### Provided information
■ ■ ■ ■ ■

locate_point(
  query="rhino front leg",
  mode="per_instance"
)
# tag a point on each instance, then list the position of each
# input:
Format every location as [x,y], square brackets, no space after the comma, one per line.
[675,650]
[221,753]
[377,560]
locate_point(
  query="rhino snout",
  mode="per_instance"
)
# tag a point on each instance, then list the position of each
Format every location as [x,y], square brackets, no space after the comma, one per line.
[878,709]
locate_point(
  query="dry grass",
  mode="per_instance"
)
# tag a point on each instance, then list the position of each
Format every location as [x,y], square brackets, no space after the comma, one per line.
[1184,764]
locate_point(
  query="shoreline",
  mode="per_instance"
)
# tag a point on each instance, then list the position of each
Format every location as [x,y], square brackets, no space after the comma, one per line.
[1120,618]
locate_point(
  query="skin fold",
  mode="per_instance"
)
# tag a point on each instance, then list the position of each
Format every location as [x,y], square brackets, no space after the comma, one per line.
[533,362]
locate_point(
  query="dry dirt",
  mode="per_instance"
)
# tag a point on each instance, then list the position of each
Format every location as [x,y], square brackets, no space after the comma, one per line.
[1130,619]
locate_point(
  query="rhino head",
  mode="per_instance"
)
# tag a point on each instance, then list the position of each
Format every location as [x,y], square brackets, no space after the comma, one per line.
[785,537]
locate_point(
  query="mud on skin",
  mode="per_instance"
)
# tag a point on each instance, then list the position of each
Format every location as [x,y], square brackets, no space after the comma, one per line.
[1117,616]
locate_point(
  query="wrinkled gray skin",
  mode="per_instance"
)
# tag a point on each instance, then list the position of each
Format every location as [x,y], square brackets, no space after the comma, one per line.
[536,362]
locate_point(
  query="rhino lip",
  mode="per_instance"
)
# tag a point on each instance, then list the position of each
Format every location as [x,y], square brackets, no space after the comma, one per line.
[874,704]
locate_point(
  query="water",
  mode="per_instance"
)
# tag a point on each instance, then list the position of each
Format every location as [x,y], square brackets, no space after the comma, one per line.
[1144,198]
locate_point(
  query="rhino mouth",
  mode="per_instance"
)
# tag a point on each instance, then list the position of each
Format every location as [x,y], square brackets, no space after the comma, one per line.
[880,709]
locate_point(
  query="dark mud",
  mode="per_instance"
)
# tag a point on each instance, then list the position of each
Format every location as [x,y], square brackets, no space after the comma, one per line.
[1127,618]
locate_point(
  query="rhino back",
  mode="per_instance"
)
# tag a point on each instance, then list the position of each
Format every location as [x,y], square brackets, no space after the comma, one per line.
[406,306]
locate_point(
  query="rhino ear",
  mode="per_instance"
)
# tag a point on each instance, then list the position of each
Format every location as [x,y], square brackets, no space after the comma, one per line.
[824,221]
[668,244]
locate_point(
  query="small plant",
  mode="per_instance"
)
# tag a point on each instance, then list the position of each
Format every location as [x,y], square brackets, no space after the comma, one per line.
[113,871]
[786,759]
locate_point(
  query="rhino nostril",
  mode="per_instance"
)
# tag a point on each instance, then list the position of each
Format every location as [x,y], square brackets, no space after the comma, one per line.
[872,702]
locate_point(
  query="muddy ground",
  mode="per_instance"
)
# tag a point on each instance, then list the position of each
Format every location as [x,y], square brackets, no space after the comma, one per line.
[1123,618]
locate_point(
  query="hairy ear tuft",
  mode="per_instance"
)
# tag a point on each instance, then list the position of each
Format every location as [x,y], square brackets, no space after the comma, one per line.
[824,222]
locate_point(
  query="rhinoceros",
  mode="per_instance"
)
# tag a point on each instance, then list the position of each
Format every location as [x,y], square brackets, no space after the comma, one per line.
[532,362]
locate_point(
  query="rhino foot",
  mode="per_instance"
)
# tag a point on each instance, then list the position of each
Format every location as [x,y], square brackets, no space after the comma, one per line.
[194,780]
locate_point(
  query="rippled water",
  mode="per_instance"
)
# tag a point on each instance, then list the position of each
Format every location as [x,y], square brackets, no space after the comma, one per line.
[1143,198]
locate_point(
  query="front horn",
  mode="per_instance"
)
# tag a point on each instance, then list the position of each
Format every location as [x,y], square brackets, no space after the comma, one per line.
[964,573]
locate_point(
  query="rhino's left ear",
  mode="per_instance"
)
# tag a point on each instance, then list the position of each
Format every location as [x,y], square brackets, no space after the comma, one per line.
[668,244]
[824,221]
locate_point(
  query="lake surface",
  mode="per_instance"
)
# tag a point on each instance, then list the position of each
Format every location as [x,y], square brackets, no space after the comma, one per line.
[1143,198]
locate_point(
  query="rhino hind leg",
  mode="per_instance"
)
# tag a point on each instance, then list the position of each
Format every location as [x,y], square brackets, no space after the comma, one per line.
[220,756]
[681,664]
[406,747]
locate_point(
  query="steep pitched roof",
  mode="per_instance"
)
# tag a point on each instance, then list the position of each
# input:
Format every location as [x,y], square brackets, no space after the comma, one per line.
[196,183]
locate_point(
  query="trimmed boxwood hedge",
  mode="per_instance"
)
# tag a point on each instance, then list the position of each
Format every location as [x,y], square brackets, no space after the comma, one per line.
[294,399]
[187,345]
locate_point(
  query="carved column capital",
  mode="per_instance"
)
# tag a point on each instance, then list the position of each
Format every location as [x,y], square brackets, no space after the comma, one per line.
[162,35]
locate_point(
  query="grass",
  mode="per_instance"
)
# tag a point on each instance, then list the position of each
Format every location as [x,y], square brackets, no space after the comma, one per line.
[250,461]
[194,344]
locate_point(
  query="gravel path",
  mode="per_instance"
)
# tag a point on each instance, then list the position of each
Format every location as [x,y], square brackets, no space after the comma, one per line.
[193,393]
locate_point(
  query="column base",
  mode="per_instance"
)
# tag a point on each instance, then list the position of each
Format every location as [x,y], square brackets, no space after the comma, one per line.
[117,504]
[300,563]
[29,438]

■ ■ ■ ■ ■

### Description of the task
Which lines in the material above contain the string "column"? Extract each of them in full, matching case exactly.

### Answer to this problem
  query="carved column capital",
  query="column base",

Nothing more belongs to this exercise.